(Point-per-instance localization data)
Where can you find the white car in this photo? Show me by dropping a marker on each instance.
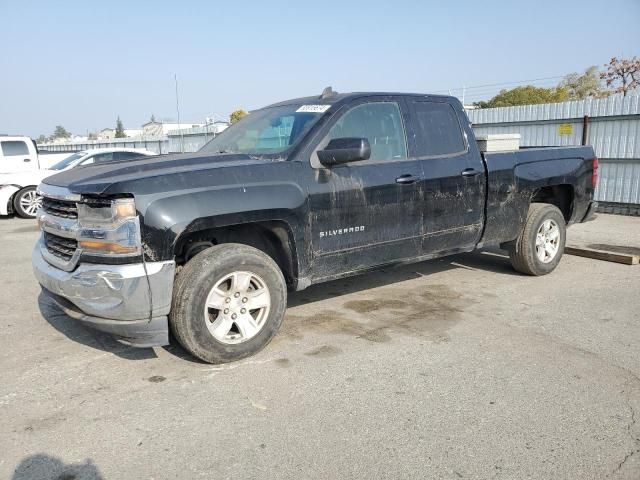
(18, 189)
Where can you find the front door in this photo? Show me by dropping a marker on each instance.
(367, 213)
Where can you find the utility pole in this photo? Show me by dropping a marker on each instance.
(175, 76)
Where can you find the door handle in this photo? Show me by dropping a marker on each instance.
(470, 172)
(407, 178)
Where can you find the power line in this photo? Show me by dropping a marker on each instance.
(499, 84)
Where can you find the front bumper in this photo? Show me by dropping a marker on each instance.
(123, 300)
(6, 198)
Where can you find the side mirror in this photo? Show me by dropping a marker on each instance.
(344, 150)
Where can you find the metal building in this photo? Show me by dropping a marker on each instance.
(611, 125)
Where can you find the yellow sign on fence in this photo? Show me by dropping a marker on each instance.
(565, 129)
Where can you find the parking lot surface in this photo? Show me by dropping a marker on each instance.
(453, 368)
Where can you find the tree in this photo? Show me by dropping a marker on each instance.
(527, 95)
(60, 132)
(583, 86)
(237, 115)
(120, 129)
(623, 75)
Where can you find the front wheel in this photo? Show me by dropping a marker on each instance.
(539, 247)
(228, 303)
(26, 202)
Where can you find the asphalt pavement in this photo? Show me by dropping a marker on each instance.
(452, 368)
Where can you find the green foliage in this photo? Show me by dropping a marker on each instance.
(583, 86)
(60, 132)
(237, 115)
(119, 129)
(527, 95)
(622, 74)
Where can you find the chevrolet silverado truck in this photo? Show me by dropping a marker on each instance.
(207, 244)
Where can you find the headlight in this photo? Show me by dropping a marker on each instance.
(109, 228)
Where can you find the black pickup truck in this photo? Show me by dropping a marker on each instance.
(300, 192)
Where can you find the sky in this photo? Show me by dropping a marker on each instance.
(83, 64)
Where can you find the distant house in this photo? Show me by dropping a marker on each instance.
(107, 134)
(150, 129)
(110, 133)
(133, 132)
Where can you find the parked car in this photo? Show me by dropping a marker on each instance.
(294, 194)
(20, 153)
(18, 189)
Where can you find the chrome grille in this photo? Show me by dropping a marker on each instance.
(60, 208)
(61, 247)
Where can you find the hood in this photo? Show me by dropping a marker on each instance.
(117, 176)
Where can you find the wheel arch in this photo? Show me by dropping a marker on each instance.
(273, 237)
(560, 195)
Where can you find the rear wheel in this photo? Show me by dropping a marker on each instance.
(26, 202)
(539, 247)
(228, 303)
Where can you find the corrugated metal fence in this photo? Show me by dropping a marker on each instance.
(176, 141)
(611, 125)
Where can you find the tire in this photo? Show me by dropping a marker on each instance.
(195, 326)
(524, 253)
(23, 202)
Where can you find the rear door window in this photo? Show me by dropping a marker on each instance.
(437, 130)
(378, 122)
(12, 148)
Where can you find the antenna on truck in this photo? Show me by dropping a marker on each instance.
(327, 93)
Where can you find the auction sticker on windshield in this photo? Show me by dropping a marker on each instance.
(313, 108)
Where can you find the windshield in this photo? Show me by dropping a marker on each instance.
(62, 164)
(270, 130)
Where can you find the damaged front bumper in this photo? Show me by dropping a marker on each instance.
(6, 198)
(130, 301)
(591, 212)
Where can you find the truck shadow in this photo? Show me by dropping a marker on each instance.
(47, 467)
(490, 260)
(494, 260)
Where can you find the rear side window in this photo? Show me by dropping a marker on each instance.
(438, 131)
(14, 147)
(103, 157)
(126, 155)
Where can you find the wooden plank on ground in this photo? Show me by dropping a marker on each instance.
(625, 258)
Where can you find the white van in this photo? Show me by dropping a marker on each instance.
(18, 154)
(18, 188)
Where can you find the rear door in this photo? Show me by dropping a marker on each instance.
(454, 183)
(17, 156)
(367, 212)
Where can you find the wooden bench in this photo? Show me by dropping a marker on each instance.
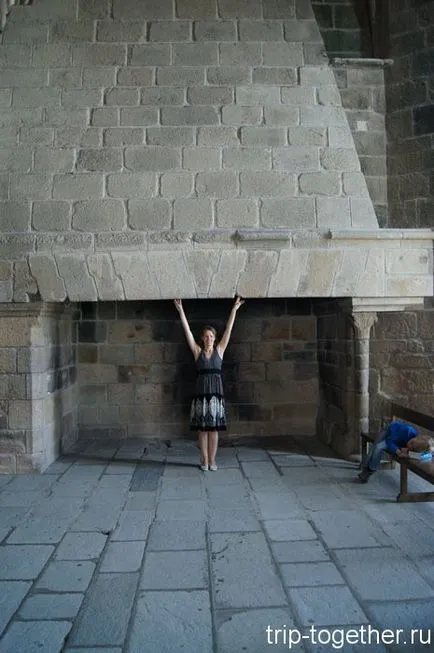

## WHAT YOU HAVE TO DO
The reply must hold each line of the records verbatim and no pictures.

## RESPONSE BELOW
Where can you find the white car in this photo? Show me by dropping a marker on each instance.
(18, 189)
Where can you find the front door in this photo? Show me by dropping a marker on each instance.
(367, 213)
Where can you find the utility pole in this photo? Show me by dropping a marker on each instance.
(175, 76)
Where can you find the door handle in this photo? Show me by dropping a marker on each instance.
(470, 172)
(407, 178)
Where can you find the power line in this photo? Show me by dropping a marker on each instance.
(499, 84)
Where can you find the front bumper in this photo? Show me by dropping a marker on each instance.
(123, 300)
(6, 198)
Where can you find the side mirror in this photo? Show me by dropping a marker on each instance.
(344, 150)
Where can you find the metal building in this photo? Show me by dropping a marker on each instance.
(611, 125)
Where can you find the yellow sign on fence in this photo? Show me by dropping a marker on each instance.
(565, 129)
Where can you find the parking lot surface in this photo? Show me by dropping a marker on each instance.
(453, 368)
Where can you find the tree in this photo? Show me by dropping a marker on each instance.
(527, 95)
(60, 132)
(583, 86)
(237, 115)
(120, 129)
(623, 75)
Where can you find the front wheel in this photo? Show me by dropping a marker on each instance.
(539, 247)
(228, 303)
(26, 202)
Where can you find the asphalt pavement in this photo? Show me by dropping a marker on each instance.
(452, 368)
Where can you find the green foliage in this photo? Show me by dropping a marker on each instance.
(583, 86)
(60, 132)
(237, 115)
(119, 129)
(527, 95)
(622, 74)
Where can you find the chevrolet silverado truck in this photo? Show me by dropping a marker on each instance.
(207, 244)
Where can you find the headlight in this photo? Show me by dropping a marker on each instance.
(109, 228)
Where can you find the black pickup truck in this photo? Show me by dropping a marker on each instance.
(300, 192)
Where can you find the sky in this photo? Show me by dropping a marker on each instance.
(83, 64)
Where can you find the distant house in this photo? Show me by dropping a marker on each instance.
(107, 134)
(150, 129)
(110, 133)
(133, 132)
Where can you find the parked car in this photo? Show me by dropping a marker on each instance.
(294, 194)
(20, 153)
(18, 189)
Where can you find the chrome grille in this photo? Show me by dropping a marker on each instance.
(60, 208)
(61, 247)
Where can you find the hood in this photo? Show me by dropping a marker on each instance.
(117, 176)
Where can you find the wheel arch in this photo? Show me by dropping a marker on each instance.
(273, 237)
(560, 195)
Where can you find the rear wheel in this photo? Show me by dropping a marker on each instance.
(26, 202)
(539, 247)
(228, 303)
Where can you find the corrugated metal fence in this photo? Show me by dropping a marker on each instance.
(176, 141)
(611, 125)
Where can you find the tire in this photo? Show me by dropping a marker on each instance.
(195, 326)
(524, 253)
(23, 202)
Where can you find the rear door window in this photo? Show me by dropping a marker on each instance.
(437, 130)
(378, 122)
(12, 148)
Where can you find the antenna on truck in this photo? Show me by dropping a marker on each instance.
(327, 93)
Where can you find the auction sticker on windshield in this photo? Show me by dropping a marker on each instance.
(313, 108)
Where can you find the windshield in this photo? Show me by dropping a marker on each instance.
(62, 164)
(270, 130)
Where can you find the damaged front bumper in this photo? Show me by dropping a marker on each instance.
(6, 198)
(130, 301)
(591, 212)
Where can you find the truck shadow in this photo? Show me by dropping a marker on each instance.
(47, 467)
(490, 260)
(494, 260)
Where can you find the rear side window in this photo? Show me by dropping a marker on each instance.
(438, 131)
(14, 147)
(103, 157)
(126, 155)
Where can you find the wooden plank on ground in this photo? Show me by dropping a marker on each instance.
(625, 258)
Where can you find the white van in this photo? Show me by dropping a marker on each instance.
(18, 154)
(18, 188)
Where can you find the rear door in this photo? Show me by dropping a marker on each instance.
(454, 183)
(17, 156)
(367, 212)
Where can you find the wooden bench in this photo? Show me by dropping a marker on each instance.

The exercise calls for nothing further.